Cell biology graduate student Sang-Ohk Shim GRD ’10, a Ph.D. candidate from South Korea, died Sunday in an apparent suicide, Graduate School Dean Jon Butler said in an e-mail to the Graduate School community Sunday evening.
Shim had been receiving psychiatric treatment for depression, but her death still came as a shock, friends said. She had told friends she had nearly finished her thesis, a research project on the role of a particular molecule in brain cell development and recovery, and she expected to receive her degree in September. She had gone out to dinner with other students and researchers in her Medical School neurobiology lab on Friday night, then spent much of Saturday working in the lab. On Sunday afternoon, she was pronounced dead at Yale-New Haven Hospital.

Data entries

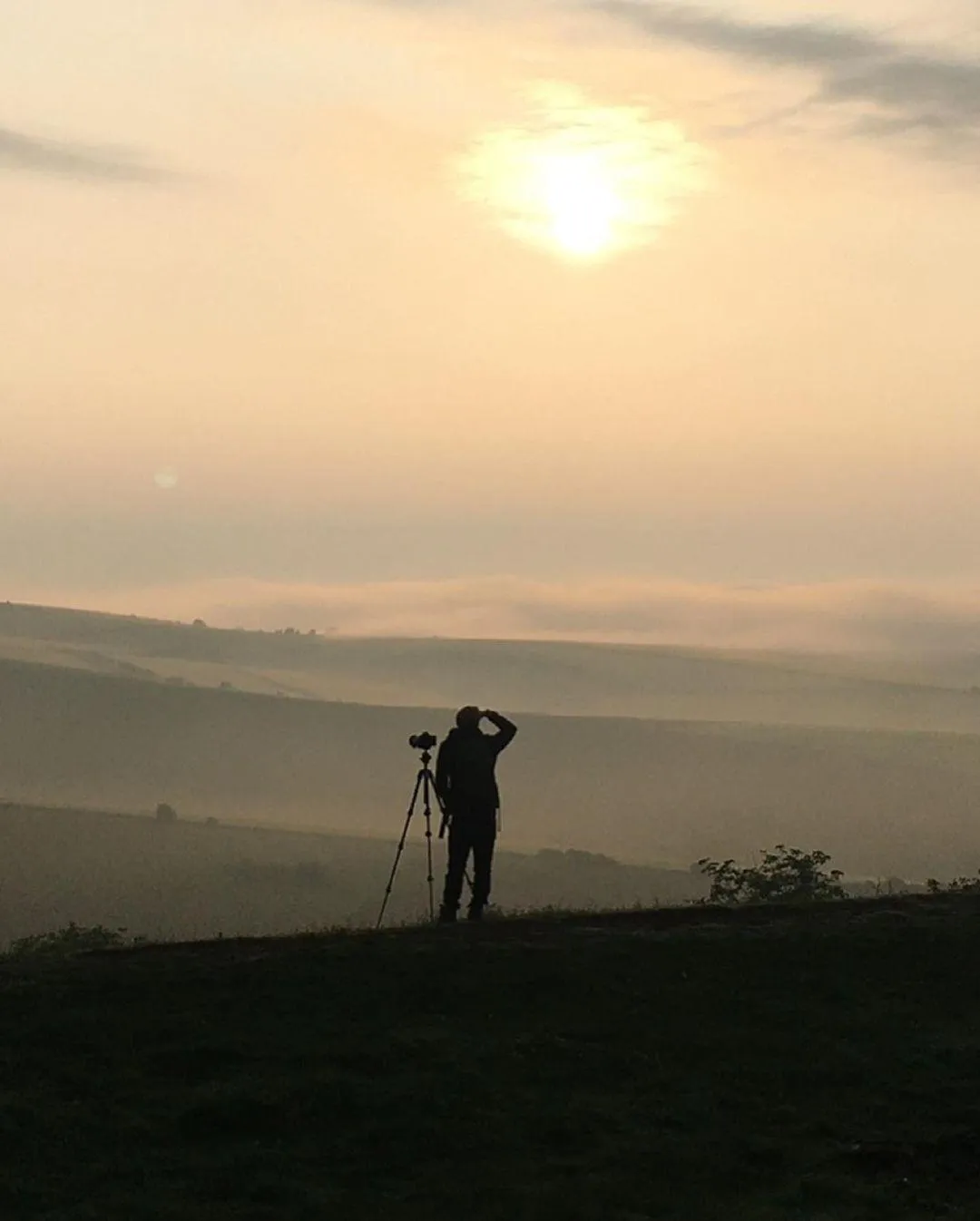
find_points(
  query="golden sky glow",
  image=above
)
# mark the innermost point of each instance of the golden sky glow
(351, 292)
(582, 180)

- _Actions to take_:
A: In the news report, what was the subject of Shim's thesis research?
B: Reproduce the news report word for word, starting at "Cell biology graduate" and ending after "Yale-New Haven Hospital.".

- _Task results_:
A: The role of a particular molecule in brain cell development and recovery.

B:
Cell biology graduate student Sang-Ohk Shim GRD ’10, a Ph.D. candidate from South Korea, died Sunday in an apparent suicide, Graduate School Dean Jon Butler said in an e-mail to the Graduate School community Sunday evening.
Shim had been receiving psychiatric treatment for depression, but her death still came as a shock, friends said. She had told friends she had nearly finished her thesis, a research project on the role of a particular molecule in brain cell development and recovery, and she expected to receive her degree in September. She had gone out to dinner with other students and researchers in her Medical School neurobiology lab on Friday night, then spent much of Saturday working in the lab. On Sunday afternoon, she was pronounced dead at Yale-New Haven Hospital.